| Dataset records |
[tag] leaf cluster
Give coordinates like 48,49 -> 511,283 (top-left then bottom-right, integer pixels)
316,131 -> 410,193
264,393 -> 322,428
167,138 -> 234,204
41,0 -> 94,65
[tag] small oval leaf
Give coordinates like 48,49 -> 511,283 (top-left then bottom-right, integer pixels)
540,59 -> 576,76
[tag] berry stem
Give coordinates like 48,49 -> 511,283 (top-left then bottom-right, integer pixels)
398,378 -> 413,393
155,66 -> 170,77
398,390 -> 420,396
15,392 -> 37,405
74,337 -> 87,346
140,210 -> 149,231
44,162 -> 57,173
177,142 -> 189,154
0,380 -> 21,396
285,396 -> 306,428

| DIRECTIONS |
Set down, exactly as they appear, the lines above from the first one to the line that holds "[tag] berry stem", both included, please, and no others.

| ANSWER BOX |
[tag] leaf cluster
Give coordinates like 48,49 -> 511,283 (top-left then bottom-right, integer pixels)
316,131 -> 410,193
264,393 -> 322,428
167,138 -> 234,204
41,0 -> 94,65
[tag] small oval leaf
Give coordinates like 48,49 -> 511,283 (top-left then bottom-right, integer pixels)
540,59 -> 576,76
[tag] berry stem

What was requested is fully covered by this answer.